>> Begin Document text

Speaker 2: Or have we accidentally designed this nightmare where empty ghost cars just circle the block 24 hours a day because driving around is actually cheaper than paying for a parking spot?

Speaker 1: It’s a pretty terrifying image. Today, we are looking at a really comprehensive academic assessment of how autonomous vehicles, AVs, are going to interact with traditional urban transport anomalies. The central question we are exploring is, will the technological advancement of AVs organically solve urban mobility crises like congestion and sprawl?

Speaker 2: Or will this technology actually make those exact problems worse unless we strictly confine them to a shared station-based paradigm?

Speaker 1: I will be arguing that the intrinsic technological efficiencies and, frankly, the safety breakthroughs of AVs will organically revolutionize urban transport across all use cases.

Speaker 2: And I will argue that without enforcing a massive paradigm shift towards shared autonomous electric vehicles, or SEVs, AVs are going to disastrously amplify urban sprawl, congestion, and public health issues.

Speaker 1: Let’s start with the technology itself because I think it’s crucial to understand the magnitude of the leap we are taking here. This isn’t just like advanced cruise control.

Speaker 2: No, definitely not.

Speaker 1: The data from real world deployments is historic. Take Waymo’s operations in California. They are handling over 700,000 monthly trips, over 56.7 million miles. They have documented a 96% decrease in intersection crashes compared to human benchmarks.

>> End Document text

- _Written task_
In the discussion of autonomous vehicles, what decrease in intersection crashes compared to human benchmarks is reported for Waymo's operations in California? The lines that follow come from a different source than the discussion above.

>> Begin Collected data

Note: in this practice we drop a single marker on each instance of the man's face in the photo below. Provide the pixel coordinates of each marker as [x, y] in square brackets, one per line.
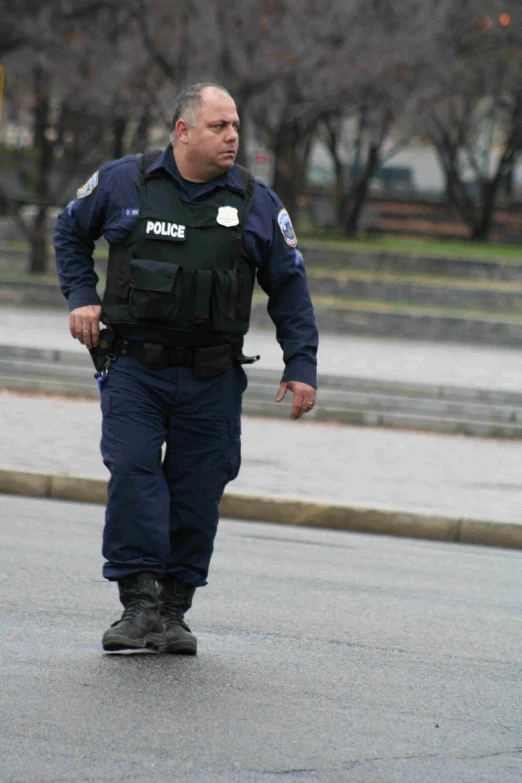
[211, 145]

>> End Collected data

- _Result_
A 96% decrease.